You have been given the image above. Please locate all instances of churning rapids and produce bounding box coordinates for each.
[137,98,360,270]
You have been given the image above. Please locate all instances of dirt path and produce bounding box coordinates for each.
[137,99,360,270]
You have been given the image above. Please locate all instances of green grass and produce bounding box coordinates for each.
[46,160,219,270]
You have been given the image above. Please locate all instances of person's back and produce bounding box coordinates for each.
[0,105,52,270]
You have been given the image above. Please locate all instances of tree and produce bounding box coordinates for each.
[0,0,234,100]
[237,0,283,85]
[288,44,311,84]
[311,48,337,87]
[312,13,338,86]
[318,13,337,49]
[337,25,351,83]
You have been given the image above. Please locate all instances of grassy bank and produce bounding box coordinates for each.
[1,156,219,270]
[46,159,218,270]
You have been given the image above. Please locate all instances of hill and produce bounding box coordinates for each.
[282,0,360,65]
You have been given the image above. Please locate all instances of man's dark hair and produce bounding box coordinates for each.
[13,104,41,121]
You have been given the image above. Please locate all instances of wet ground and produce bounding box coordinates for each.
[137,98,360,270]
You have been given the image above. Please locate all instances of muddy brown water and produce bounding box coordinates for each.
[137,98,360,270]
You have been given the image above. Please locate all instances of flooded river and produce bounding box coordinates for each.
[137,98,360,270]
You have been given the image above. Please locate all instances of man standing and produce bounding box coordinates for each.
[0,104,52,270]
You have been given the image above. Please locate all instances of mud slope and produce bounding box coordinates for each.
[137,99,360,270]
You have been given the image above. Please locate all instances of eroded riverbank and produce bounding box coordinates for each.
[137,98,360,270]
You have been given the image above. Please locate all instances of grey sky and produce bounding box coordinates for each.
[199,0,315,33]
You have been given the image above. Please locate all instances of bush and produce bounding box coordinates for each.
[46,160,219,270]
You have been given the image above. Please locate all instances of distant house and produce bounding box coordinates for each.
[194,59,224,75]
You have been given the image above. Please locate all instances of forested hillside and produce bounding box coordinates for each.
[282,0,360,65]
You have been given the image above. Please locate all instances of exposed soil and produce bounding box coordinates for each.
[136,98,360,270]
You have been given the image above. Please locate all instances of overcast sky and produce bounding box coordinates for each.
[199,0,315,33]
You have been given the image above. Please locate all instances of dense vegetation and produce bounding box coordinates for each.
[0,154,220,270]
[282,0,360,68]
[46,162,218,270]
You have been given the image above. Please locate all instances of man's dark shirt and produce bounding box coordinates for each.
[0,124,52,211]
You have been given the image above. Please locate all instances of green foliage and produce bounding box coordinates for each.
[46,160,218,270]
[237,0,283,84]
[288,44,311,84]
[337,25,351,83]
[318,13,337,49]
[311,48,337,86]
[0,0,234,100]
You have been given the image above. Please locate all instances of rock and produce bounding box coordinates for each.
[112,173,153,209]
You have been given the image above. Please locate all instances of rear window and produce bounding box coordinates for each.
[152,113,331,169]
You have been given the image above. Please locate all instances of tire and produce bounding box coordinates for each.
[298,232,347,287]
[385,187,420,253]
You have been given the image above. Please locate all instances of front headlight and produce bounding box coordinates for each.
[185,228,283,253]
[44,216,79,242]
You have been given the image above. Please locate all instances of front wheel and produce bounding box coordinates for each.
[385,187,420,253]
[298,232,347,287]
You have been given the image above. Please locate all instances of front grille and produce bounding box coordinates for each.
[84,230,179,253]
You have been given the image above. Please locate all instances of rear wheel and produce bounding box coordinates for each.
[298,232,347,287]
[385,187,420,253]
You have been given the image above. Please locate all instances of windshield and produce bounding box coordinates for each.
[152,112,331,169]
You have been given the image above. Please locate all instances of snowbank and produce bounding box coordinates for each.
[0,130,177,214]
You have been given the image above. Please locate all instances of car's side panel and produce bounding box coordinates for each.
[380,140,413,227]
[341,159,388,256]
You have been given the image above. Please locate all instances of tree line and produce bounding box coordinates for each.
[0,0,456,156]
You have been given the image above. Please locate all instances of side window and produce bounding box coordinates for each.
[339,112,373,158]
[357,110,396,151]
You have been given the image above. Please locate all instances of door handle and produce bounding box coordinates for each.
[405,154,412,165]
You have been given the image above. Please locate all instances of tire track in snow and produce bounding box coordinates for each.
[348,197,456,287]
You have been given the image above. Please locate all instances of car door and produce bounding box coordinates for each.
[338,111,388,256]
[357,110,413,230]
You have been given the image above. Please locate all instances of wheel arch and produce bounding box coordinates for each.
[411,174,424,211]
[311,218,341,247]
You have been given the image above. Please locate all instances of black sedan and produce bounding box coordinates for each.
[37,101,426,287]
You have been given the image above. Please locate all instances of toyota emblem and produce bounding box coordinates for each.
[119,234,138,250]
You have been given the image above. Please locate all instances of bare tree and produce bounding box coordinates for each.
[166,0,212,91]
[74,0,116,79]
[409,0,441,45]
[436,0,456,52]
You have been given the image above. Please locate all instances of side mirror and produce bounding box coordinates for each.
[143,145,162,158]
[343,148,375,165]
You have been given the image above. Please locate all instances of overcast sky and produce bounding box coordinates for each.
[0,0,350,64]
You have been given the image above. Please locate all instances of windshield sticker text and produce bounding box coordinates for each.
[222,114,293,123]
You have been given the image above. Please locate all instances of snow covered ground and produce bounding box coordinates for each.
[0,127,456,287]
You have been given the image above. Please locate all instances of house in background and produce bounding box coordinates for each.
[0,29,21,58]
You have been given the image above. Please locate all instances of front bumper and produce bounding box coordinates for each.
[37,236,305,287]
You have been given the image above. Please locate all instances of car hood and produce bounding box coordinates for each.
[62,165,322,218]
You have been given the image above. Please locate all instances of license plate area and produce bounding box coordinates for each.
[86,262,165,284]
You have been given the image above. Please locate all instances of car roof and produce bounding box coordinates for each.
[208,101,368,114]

* * *

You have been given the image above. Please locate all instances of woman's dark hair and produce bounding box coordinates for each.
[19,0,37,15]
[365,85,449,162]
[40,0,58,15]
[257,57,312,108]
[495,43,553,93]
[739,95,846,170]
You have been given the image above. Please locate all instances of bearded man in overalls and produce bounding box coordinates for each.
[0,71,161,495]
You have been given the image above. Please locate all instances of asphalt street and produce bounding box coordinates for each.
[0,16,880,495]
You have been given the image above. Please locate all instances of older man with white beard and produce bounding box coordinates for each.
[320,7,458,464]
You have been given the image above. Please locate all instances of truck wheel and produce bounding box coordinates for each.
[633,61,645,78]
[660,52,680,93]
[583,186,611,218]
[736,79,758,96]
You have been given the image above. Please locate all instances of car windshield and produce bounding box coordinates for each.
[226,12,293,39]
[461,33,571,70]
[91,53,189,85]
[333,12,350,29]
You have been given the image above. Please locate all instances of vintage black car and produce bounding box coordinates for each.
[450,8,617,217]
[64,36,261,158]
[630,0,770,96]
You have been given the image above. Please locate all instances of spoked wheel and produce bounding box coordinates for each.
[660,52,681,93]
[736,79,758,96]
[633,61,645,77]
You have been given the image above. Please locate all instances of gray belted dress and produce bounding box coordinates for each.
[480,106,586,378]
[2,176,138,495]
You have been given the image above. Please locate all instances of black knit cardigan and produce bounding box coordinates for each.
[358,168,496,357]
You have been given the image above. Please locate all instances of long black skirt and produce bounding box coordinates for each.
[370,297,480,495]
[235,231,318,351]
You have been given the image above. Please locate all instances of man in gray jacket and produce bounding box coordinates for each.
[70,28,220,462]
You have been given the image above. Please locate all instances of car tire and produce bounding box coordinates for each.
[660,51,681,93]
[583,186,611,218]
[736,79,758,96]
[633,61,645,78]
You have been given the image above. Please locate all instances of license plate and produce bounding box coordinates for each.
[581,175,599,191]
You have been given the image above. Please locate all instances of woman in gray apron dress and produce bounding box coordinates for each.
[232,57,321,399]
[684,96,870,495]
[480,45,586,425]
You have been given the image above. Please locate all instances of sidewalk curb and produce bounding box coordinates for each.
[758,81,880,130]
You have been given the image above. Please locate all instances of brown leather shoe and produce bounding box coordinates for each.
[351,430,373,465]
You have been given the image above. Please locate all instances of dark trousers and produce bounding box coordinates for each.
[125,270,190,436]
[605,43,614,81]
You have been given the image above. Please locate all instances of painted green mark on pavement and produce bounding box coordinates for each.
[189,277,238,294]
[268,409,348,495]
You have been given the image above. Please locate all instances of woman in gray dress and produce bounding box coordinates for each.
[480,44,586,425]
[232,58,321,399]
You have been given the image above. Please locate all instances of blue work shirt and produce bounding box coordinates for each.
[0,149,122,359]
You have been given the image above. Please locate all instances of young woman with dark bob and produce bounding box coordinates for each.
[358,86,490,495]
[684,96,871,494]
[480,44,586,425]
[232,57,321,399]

* * *

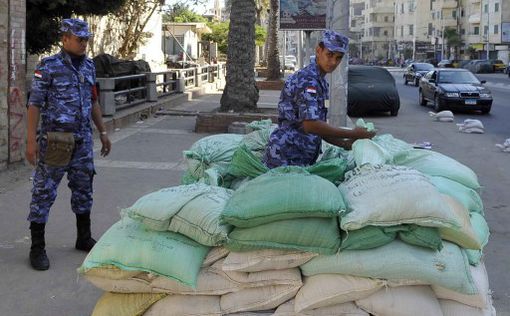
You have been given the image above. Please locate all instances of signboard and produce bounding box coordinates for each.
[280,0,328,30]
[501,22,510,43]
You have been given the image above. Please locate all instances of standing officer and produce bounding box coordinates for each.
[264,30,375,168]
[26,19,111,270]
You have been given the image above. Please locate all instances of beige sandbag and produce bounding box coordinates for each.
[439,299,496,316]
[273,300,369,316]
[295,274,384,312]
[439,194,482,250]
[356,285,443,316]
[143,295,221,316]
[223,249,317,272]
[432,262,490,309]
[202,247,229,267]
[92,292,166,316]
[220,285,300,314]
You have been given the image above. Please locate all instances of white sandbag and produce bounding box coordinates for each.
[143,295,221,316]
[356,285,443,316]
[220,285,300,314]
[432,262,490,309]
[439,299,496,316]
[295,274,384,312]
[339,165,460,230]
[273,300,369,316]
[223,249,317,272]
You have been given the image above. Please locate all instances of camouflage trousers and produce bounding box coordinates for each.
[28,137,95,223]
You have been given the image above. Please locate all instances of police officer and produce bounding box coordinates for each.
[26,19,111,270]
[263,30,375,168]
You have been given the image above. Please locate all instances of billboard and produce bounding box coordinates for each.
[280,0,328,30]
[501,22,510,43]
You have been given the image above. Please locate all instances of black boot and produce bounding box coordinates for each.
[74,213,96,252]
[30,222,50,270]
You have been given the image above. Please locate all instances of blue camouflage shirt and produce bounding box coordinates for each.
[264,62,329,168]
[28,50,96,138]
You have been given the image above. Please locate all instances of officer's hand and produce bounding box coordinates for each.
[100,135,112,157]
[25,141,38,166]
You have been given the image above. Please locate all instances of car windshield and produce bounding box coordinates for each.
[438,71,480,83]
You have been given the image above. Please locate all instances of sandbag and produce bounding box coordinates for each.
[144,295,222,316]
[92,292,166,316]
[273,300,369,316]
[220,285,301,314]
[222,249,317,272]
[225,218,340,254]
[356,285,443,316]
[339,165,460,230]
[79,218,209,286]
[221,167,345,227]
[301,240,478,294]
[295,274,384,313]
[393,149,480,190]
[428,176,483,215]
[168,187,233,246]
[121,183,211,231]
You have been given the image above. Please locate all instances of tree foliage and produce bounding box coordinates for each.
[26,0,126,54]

→ YOUR OBJECTIVE: Recast the material as a JSON list of strings, one string per line and with blank lines left out. Begin at the line that contains "in gray apron" and stop after the line that contains "[758,81,880,130]".

→ EXERCISE ANSWER:
[
  "You have been given the image above. Please locate all instances of woman in gray apron dress and produce bounding box coordinates for each.",
  "[232,57,321,399]",
  "[684,96,870,495]",
  "[480,45,586,425]",
  "You have been given the image above. Please locate all instances of sidewalk curb and produce bounding box coordinates for each.",
  "[758,81,880,130]"
]